» YOUR TASK:
Reproduce the material below, replacing "evenodd" with "nonzero" wherever it occurs and leaving everything else unchanged.

» DATA TO USE:
-- start --

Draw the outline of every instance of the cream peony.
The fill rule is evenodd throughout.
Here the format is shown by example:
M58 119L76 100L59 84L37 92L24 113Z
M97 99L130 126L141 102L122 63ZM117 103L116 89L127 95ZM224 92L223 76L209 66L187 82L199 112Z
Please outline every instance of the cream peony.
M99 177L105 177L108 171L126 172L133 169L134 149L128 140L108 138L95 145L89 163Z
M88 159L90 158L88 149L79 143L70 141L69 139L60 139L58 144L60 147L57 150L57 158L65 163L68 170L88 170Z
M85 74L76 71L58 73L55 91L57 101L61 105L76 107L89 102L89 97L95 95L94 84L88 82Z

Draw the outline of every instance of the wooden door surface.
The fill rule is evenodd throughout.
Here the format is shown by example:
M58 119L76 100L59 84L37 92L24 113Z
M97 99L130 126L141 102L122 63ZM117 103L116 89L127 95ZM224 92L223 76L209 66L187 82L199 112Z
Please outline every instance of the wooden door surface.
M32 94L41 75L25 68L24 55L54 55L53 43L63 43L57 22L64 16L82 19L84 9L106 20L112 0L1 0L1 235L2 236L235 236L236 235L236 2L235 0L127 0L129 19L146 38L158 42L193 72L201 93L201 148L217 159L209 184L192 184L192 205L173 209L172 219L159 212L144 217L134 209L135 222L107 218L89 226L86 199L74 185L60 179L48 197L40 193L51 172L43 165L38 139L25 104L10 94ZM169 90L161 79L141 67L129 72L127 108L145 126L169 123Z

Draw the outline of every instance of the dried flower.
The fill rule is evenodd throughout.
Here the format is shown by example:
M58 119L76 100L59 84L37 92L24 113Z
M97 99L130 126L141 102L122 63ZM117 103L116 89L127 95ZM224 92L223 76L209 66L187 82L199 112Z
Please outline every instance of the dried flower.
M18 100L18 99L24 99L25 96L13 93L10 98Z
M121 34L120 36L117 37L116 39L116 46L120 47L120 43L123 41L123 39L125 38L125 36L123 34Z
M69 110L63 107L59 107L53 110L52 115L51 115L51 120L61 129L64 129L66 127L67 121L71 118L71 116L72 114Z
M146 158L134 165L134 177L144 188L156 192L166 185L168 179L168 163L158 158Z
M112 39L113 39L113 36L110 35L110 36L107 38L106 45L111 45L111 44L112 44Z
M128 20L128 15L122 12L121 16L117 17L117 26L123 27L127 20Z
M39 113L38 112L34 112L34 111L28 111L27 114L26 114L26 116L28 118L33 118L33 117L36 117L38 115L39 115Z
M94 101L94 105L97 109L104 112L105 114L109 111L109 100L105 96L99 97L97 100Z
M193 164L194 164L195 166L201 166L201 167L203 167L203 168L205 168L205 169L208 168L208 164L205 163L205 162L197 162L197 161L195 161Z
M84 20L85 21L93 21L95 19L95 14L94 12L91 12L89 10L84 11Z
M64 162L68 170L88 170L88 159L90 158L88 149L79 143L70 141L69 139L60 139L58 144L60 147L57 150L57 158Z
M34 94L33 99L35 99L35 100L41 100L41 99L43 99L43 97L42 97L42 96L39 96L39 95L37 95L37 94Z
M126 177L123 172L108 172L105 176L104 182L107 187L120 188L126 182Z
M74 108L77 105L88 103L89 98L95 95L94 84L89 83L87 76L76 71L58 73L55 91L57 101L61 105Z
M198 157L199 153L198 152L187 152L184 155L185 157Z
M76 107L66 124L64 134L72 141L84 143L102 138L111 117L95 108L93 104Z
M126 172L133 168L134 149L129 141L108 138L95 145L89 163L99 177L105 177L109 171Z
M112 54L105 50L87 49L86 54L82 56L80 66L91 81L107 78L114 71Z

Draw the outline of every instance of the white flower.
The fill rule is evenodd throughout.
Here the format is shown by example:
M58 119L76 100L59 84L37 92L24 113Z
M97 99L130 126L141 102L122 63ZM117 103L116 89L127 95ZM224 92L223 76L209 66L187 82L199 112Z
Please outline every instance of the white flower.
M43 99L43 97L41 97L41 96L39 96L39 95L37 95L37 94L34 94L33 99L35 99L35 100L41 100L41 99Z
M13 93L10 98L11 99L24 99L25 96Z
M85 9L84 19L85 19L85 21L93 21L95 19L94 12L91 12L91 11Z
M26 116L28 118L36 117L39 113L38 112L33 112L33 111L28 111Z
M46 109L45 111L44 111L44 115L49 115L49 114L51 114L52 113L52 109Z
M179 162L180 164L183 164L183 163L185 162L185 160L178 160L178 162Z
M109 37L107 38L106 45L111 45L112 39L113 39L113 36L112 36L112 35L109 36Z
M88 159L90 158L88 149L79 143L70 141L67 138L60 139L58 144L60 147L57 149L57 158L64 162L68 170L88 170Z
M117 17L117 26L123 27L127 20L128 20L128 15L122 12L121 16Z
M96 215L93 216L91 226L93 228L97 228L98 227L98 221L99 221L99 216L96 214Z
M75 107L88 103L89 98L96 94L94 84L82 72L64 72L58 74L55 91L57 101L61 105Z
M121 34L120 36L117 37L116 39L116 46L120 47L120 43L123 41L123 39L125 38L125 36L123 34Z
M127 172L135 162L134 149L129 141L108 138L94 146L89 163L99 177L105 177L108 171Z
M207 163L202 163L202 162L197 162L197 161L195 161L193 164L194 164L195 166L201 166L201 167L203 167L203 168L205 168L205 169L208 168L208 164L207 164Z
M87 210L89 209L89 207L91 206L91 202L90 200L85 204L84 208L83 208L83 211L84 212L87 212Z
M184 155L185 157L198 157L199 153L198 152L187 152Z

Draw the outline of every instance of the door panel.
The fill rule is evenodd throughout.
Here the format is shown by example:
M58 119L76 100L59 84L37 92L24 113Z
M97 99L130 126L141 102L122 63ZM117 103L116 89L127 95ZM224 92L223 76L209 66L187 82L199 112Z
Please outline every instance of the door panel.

-- end --

» TASK RESPONSE:
Draw the outline of every instance of the cream peony.
The fill rule is nonzero throughout.
Here the format is shown by example:
M58 119L76 100L59 84L37 92L24 113Z
M97 99L130 126L141 102L122 63ZM117 103L116 89L127 95ZM224 92L223 76L209 66L187 82L199 112Z
Please outline every instance of the cream peony.
M99 177L105 177L108 171L126 172L133 169L134 149L128 140L108 138L95 145L89 163Z
M88 159L90 158L88 149L79 143L70 141L69 139L60 139L58 144L60 147L57 150L57 158L65 163L68 170L88 170Z
M85 74L76 71L58 73L55 91L57 101L61 105L76 107L89 102L89 97L95 95L94 84L88 82Z

Draw the outline of every instance of the wooden door surface.
The fill rule is nonzero throughout.
Here the format is shown by example:
M58 119L76 100L59 84L37 92L24 113Z
M97 99L130 126L141 102L122 63ZM117 103L116 89L127 95ZM224 92L223 76L209 66L187 82L199 112Z
Please outline every instance of the wooden door surface.
M32 94L41 75L25 68L24 55L54 55L53 43L63 43L57 22L64 16L82 19L84 9L106 20L112 0L1 0L1 235L2 236L235 236L236 235L236 2L235 0L127 0L129 19L146 38L158 42L193 72L201 93L201 148L217 159L209 184L192 184L192 205L173 209L172 219L159 212L144 217L134 209L135 222L107 218L89 226L86 199L74 185L60 179L48 197L40 193L51 172L43 165L38 139L25 104L10 94ZM169 90L161 79L141 67L129 72L127 108L145 126L169 123Z

Draw the outline of every instance of the dried flower.
The fill rule is nonzero throughout.
Here the format is shown by example:
M58 119L76 100L59 84L37 92L24 113Z
M97 99L130 126L141 102L122 63ZM117 103L116 89L127 95ZM224 92L223 76L209 66L187 82L199 112Z
Please outline every instance of the dried flower.
M18 100L18 99L24 99L25 96L13 93L10 98Z
M121 34L120 36L117 37L116 39L116 46L120 47L120 43L123 41L123 39L125 38L125 36L123 34Z
M69 110L63 107L59 107L53 110L52 115L51 115L51 120L61 129L64 129L66 127L67 121L71 118L71 116L72 114Z
M146 158L134 165L134 177L144 188L156 192L166 185L168 179L168 163L158 158Z
M112 39L113 39L113 36L110 35L110 36L107 38L106 45L111 45L111 44L112 44Z
M128 20L128 15L122 12L121 16L117 17L117 26L123 27L127 20Z
M39 113L38 112L34 112L34 111L28 111L27 114L26 114L26 116L28 118L33 118L33 117L36 117L38 115L39 115Z
M94 101L94 105L97 109L104 112L105 114L109 111L109 100L105 96L99 97L97 100Z
M193 164L194 164L195 166L201 166L201 167L203 167L203 168L205 168L205 169L208 168L208 164L205 163L205 162L197 162L197 161L195 161Z
M84 20L85 21L93 21L95 19L95 14L94 12L91 12L89 10L84 11Z
M64 162L68 170L88 170L88 159L90 158L88 149L79 143L70 141L69 139L60 139L58 144L60 147L57 150L57 158Z
M34 94L33 99L35 99L35 100L41 100L41 99L43 99L43 97L42 97L42 96L39 96L39 95L37 95L37 94Z
M126 177L123 172L108 172L105 176L104 182L107 187L120 188L126 182Z
M74 108L77 105L88 103L89 98L95 95L94 84L89 83L87 76L76 71L58 73L55 91L57 101L61 105Z
M198 157L199 153L198 152L187 152L184 155L185 157Z
M76 107L66 124L64 134L72 141L84 143L102 138L111 117L95 108L93 104Z
M126 172L133 168L134 149L129 141L108 138L95 145L89 163L99 177L105 177L109 171Z
M112 54L105 50L87 49L86 54L82 56L80 66L91 81L107 78L114 71Z

Draw the outline of every instance of the white flower.
The fill rule is nonzero throughout.
Here the format is shown by example:
M58 119L76 100L59 84L37 92L24 113Z
M97 99L130 126L141 102L122 63ZM117 103L116 89L127 95ZM224 92L223 76L209 66L187 82L199 112Z
Please outline every instance of the white flower.
M43 99L43 97L41 97L41 96L39 96L39 95L37 95L37 94L34 94L33 99L35 99L35 100L41 100L41 99Z
M13 93L10 98L11 99L24 99L25 96Z
M85 9L84 19L85 19L85 21L93 21L95 19L94 12L91 12L91 11Z
M26 116L28 118L36 117L39 113L38 112L33 112L33 111L28 111Z
M46 109L45 111L44 111L44 115L49 115L49 114L51 114L52 113L52 109Z
M179 162L180 164L183 164L183 163L185 162L185 160L178 160L178 162Z
M109 37L107 38L106 45L111 45L112 39L113 39L113 36L112 36L112 35L109 36Z
M88 159L90 158L88 149L79 143L70 141L67 138L60 139L58 144L60 147L57 149L57 158L64 162L68 170L88 170Z
M117 17L117 26L123 27L127 20L128 20L128 15L122 12L121 16Z
M96 215L93 216L91 226L93 228L97 228L98 227L98 221L99 221L99 216L96 214Z
M75 107L88 103L89 98L96 94L94 84L82 72L64 72L58 74L55 91L57 101L61 105Z
M121 34L120 36L117 37L116 39L116 46L120 47L120 43L123 41L123 39L125 38L125 36L123 34Z
M127 172L135 162L134 149L129 141L108 138L94 146L89 163L99 177L105 177L108 171Z
M207 163L202 163L202 162L197 162L197 161L195 161L193 164L194 164L195 166L201 166L201 167L203 167L203 168L205 168L205 169L208 168L208 164L207 164Z
M87 210L89 209L89 207L91 206L91 202L90 200L85 204L84 208L83 208L83 211L84 212L87 212Z
M184 155L185 157L198 157L199 153L198 152L187 152Z

Draw the outline of every instance of the door panel.
The fill rule is nonzero throughout.
Here the format is shown by example:
M58 119L76 100L59 84L37 92L24 113Z
M97 99L130 126L141 102L122 63ZM117 103L116 89L127 95ZM224 92L223 76L209 66L187 82L199 112Z
Please outline every instance of the door panel.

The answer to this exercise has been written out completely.